INSTRUCTIONS FOR THE TASK:
Convert all of the records below into a Markdown table with the columns Row and Text. Give each line its own numbered row and leave out any blank lines.

RECORDS FOR THIS EXERCISE:
=-=-=

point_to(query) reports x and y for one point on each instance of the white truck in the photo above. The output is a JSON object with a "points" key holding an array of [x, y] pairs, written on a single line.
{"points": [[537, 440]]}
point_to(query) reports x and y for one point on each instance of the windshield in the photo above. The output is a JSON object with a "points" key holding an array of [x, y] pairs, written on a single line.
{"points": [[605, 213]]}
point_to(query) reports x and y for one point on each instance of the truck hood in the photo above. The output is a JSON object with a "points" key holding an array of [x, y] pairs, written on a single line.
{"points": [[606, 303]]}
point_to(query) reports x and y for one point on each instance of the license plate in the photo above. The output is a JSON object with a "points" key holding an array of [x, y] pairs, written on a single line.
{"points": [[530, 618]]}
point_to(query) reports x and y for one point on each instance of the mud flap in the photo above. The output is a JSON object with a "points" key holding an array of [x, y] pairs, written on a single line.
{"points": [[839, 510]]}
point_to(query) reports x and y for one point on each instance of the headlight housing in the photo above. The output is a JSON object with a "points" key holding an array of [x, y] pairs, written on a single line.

=-=-=

PROBLEM SOLUTION:
| Row | Text |
|---|---|
| 1 | point_to(query) reports x and y for one point on each instance of the white truck in the photo above. The output is a JSON object with a "points" key holding an array of [x, y] pairs, written on a single line. |
| 2 | {"points": [[537, 440]]} |
| 3 | point_to(query) reports x and y for one point on each instance of the windshield in the photo above. The output is a JSON object with a "points" key holding an array of [x, y] pairs, written on a single line. |
| 4 | {"points": [[605, 213]]} |
| 5 | point_to(query) reports x and y for one point on each instance of the truck hood in the photo above. The output is a JSON object with a "points" key holding an array of [x, y] pairs, written on a single line. |
| 6 | {"points": [[606, 303]]} |
| 7 | point_to(query) reports x and y for one point on each instance of the license plate in the photo above. The output is a JSON object with a "points" key holding an array of [x, y] pairs, written on a single line. |
| 8 | {"points": [[530, 618]]} |
| 9 | point_to(query) reports x and y for one point on each instance of the mud flap in the photo above. The output is a JSON object with a "points" key holding an array of [x, y] pairs, written on a single line. |
| 10 | {"points": [[839, 510]]} |
| 11 | point_to(query) reports x and y for one point on each instance of the headlight housing in the photo above. The output is a JSON object with a "points" key holding an array of [x, y] pairs, written on a single line. |